YOUR GOAL
Pull out every line below that contains the word "tower".

AVAILABLE DATA
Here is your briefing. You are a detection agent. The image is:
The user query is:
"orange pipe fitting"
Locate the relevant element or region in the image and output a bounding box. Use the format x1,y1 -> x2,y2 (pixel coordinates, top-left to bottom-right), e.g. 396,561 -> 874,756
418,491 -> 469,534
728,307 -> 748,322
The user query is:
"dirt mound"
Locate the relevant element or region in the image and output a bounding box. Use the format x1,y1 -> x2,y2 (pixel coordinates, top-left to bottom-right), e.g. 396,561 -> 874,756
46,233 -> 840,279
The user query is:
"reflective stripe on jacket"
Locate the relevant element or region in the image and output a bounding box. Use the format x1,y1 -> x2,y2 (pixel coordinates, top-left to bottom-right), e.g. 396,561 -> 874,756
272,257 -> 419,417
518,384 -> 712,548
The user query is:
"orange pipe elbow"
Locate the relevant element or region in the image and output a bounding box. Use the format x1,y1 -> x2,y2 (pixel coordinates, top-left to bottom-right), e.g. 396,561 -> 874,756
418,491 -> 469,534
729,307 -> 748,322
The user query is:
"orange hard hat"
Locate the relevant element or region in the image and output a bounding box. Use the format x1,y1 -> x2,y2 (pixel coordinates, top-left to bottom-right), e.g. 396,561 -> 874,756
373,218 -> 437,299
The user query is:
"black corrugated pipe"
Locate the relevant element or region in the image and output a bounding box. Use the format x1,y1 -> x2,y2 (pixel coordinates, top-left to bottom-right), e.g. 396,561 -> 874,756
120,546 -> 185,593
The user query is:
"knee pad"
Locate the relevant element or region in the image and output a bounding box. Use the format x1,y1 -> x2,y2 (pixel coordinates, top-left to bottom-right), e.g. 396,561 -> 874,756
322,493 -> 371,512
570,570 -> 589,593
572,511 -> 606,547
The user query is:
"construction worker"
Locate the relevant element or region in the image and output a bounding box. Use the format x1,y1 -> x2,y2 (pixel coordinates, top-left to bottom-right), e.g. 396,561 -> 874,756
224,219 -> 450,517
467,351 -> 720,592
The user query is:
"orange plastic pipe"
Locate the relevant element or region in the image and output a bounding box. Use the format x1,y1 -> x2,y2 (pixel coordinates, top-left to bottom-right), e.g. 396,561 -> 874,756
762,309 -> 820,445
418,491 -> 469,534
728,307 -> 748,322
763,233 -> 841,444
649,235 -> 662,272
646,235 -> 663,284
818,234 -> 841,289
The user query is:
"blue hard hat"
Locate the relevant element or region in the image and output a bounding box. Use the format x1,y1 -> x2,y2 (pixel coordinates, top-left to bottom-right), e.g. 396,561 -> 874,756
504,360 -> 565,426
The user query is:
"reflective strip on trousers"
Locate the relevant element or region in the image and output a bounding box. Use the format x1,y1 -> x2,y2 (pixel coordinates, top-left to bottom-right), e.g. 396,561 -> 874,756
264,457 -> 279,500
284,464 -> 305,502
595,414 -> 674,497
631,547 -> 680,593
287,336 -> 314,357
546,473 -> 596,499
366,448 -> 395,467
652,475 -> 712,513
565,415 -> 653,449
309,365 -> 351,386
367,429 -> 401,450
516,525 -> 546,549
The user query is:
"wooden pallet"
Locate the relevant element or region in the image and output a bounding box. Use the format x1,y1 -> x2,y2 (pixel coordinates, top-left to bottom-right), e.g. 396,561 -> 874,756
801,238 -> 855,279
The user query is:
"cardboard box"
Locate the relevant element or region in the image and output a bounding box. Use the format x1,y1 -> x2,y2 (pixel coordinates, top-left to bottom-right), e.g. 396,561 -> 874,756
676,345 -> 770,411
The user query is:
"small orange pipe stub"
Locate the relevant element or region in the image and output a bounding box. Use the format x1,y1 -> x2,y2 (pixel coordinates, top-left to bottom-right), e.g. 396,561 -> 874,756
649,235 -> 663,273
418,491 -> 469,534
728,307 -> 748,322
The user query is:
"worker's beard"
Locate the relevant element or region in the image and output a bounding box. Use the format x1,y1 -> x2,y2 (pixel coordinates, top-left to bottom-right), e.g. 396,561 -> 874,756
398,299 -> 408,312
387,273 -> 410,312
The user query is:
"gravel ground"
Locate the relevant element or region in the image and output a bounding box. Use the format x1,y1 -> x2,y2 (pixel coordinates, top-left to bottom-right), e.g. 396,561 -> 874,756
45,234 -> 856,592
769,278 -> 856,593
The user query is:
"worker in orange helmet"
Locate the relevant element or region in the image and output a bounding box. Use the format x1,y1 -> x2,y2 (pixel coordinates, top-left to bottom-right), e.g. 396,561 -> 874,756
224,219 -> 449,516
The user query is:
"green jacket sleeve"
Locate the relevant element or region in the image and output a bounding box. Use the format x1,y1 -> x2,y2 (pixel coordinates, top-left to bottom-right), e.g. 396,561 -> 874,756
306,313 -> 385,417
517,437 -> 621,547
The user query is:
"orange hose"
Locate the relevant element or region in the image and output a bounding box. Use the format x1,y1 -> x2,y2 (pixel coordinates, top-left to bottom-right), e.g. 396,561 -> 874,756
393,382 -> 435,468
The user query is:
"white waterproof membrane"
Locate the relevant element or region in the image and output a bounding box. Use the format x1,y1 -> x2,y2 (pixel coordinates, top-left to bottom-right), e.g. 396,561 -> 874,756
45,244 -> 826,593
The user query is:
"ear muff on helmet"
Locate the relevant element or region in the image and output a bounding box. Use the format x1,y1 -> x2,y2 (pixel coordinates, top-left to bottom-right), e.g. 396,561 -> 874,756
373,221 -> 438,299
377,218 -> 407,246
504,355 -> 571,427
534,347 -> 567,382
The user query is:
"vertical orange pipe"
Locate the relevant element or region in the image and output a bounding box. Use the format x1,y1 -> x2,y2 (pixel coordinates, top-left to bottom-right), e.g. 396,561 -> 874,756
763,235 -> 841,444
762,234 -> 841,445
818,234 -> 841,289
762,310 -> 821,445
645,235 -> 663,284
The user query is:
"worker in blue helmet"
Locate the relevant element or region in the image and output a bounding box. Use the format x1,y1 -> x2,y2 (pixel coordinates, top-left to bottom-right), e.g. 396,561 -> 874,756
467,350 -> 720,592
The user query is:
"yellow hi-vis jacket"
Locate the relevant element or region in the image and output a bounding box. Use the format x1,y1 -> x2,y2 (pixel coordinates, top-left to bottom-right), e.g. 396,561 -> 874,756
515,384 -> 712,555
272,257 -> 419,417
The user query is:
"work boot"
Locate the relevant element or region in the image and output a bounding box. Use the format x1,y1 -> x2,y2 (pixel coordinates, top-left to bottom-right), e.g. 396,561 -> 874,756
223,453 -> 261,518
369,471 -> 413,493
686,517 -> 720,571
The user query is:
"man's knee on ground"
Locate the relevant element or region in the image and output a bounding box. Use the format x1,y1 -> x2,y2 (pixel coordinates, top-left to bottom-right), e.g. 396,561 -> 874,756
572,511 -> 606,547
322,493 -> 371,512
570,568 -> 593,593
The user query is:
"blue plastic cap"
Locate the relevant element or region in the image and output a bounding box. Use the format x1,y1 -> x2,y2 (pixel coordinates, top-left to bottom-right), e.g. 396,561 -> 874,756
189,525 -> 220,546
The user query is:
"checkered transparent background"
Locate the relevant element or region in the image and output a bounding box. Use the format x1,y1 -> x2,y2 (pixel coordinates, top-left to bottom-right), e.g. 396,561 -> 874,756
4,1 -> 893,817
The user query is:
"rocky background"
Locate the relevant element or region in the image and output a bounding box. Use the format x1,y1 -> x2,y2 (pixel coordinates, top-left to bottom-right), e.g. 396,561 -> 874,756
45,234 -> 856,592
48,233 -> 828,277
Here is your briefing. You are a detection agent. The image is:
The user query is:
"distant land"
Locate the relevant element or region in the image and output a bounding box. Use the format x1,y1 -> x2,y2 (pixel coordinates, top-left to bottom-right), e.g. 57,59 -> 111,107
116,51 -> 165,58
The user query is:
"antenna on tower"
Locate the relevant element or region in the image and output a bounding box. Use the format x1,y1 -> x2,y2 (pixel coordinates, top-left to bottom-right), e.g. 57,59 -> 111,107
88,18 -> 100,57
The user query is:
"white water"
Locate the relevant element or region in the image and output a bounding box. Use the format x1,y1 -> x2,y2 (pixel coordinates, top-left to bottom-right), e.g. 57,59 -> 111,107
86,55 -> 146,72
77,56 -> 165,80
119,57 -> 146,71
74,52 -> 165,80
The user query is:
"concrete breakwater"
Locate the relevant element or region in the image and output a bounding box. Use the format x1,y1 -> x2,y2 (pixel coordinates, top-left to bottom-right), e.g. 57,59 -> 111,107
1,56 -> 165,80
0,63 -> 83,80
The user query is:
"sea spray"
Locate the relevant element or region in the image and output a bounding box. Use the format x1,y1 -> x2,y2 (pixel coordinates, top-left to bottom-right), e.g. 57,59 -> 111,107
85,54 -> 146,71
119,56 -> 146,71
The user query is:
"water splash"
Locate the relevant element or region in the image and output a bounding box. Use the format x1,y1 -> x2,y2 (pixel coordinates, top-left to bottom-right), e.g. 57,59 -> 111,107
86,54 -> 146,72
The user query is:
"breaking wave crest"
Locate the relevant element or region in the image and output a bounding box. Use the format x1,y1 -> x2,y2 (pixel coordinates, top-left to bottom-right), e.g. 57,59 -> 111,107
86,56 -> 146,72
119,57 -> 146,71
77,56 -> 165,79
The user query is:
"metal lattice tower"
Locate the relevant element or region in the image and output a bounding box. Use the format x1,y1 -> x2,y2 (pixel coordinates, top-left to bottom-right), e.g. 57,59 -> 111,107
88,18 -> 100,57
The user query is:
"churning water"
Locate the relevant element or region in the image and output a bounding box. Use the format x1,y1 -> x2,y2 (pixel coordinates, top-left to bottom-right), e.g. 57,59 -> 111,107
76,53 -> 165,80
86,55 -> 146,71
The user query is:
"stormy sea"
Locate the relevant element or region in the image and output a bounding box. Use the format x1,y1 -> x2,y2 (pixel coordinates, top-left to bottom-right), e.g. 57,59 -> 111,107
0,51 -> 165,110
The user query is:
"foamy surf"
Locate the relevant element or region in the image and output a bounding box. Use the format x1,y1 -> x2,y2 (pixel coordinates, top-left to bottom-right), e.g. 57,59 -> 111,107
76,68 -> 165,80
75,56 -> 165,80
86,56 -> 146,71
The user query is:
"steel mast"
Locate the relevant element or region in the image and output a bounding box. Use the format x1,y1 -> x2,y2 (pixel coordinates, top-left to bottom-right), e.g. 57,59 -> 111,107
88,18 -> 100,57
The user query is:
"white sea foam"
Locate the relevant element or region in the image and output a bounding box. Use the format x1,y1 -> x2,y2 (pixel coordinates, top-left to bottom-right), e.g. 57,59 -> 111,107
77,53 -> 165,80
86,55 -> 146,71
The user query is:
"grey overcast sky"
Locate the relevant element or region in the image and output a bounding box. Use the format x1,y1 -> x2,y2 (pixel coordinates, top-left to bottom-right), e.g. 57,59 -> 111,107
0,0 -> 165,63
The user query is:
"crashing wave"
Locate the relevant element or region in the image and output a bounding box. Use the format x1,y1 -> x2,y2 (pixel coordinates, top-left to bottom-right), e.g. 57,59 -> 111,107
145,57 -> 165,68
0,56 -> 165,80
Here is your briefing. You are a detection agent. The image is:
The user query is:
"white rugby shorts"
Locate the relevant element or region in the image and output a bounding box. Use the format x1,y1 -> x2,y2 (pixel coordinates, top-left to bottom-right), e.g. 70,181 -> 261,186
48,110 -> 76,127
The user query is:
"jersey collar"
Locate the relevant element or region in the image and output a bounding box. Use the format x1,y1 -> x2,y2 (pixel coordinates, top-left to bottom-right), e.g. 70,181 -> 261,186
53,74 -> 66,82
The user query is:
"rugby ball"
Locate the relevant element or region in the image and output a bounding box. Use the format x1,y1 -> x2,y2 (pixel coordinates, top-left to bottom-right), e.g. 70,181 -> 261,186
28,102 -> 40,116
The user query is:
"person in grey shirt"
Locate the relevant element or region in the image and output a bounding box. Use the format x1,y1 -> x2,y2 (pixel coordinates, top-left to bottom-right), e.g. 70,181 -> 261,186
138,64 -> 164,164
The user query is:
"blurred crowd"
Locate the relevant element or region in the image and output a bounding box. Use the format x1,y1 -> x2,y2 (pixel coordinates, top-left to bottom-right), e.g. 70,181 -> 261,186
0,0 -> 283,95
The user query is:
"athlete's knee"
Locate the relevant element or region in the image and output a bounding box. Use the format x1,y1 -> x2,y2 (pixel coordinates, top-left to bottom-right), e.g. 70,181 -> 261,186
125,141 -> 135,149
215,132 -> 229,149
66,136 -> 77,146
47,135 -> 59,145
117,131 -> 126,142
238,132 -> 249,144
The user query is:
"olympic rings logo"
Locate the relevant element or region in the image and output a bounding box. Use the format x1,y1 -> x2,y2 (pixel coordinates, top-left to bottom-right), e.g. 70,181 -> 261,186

RESPONSE BELOW
"antenna on tower"
"metal lattice tower"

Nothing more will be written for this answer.